Few-Shot Multi-Human Neural Rendering Using Geometry Constraints
- URL: http://arxiv.org/abs/2502.07140v1
- Date: Tue, 11 Feb 2025 00:10:58 GMT
- Title: Few-Shot Multi-Human Neural Rendering Using Geometry Constraints
- Authors: Qian li, Victoria Fernàndez Abrevaya, Franck Multon, Adnane Boukhayma,
- Abstract summary: We present a method for recovering the shape and radiance of a scene consisting of multiple people given solely a few images.
Existing approaches using implicit neural representations have achieved impressive results that deliver accurate geometry and appearance.
We propose a neural implicit reconstruction method that addresses the inherent challenges of this task through the following contributions.

[Pointing dataset excerpts]
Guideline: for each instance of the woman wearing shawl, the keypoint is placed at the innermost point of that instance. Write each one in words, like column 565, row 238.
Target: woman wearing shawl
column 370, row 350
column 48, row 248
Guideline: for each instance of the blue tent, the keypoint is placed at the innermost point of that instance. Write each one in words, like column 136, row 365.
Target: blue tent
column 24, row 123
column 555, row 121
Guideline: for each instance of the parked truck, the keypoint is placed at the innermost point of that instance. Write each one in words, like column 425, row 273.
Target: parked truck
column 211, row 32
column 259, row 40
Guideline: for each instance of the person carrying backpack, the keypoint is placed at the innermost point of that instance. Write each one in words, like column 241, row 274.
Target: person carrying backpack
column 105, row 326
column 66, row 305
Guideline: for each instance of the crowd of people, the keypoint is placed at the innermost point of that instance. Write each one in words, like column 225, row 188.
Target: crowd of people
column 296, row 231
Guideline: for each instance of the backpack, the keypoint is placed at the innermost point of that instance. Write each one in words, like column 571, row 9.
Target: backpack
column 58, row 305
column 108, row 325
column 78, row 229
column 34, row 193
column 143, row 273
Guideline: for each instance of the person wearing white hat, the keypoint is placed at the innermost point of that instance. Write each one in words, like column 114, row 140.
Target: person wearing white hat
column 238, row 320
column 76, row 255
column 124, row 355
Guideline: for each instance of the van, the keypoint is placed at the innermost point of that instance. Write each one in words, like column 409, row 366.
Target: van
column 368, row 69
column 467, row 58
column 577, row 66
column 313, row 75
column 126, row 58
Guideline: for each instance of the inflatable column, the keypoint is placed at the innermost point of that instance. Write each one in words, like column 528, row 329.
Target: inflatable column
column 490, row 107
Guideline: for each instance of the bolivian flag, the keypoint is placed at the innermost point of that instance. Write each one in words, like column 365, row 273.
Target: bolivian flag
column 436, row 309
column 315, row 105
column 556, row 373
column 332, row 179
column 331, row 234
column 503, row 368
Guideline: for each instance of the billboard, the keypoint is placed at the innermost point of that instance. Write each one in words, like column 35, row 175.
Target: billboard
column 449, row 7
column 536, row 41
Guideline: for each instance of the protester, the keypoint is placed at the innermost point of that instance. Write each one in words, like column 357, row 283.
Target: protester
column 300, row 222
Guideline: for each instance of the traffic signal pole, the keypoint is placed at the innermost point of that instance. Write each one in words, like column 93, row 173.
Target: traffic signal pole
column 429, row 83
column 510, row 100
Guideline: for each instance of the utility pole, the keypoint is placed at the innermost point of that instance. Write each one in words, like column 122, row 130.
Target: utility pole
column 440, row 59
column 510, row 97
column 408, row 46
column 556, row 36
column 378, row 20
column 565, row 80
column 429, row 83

* Set task A *
Quote the entries from their first line up to and including the line with "column 259, row 40".
* Set task B *
Continue the summary of the paper on few-shot multi-human neural rendering from where it stops.

* Response A *
Guideline: for each instance of the woman wearing shawl, the keypoint is placed at the innermost point of that instance. Write each one in words, like column 565, row 238.
Target: woman wearing shawl
column 370, row 350
column 48, row 248
Guideline: for each instance of the blue tent, the keypoint is placed at the innermost point of that instance. Write each one in words, like column 136, row 365.
Target: blue tent
column 24, row 123
column 555, row 121
Guideline: for each instance of the parked truck, the keypoint is placed at the innermost point of that instance. Write each one in words, like column 425, row 273.
Target: parked truck
column 211, row 32
column 259, row 40

* Response B *
- Score: 8.819403814092865
- License:
- Abstract: We present a method for recovering the shape and radiance of a scene consisting of multiple people given solely a few images. Multi-human scenes are complex due to additional occlusion and clutter. For single-human settings, existing approaches using implicit neural representations have achieved impressive results that deliver accurate geometry and appearance. However, it remains challenging to extend these methods for estimating multiple humans from sparse views. We propose a neural implicit reconstruction method that addresses the inherent challenges of this task through the following contributions: First, we propose to use geometry constraints by exploiting pre-computed meshes using a human body model (SMPL). Specifically, we regularize the signed distances using the SMPL mesh and leverage bounding boxes for improved rendering. Second, we propose a ray regularization scheme to minimize rendering inconsistencies, and a saturation regularization for robust optimization in variable illumination. Extensive experiments on both real and synthetic datasets demonstrate the benefits of our approach and show state-of-the-art performance against existing neural reconstruction methods.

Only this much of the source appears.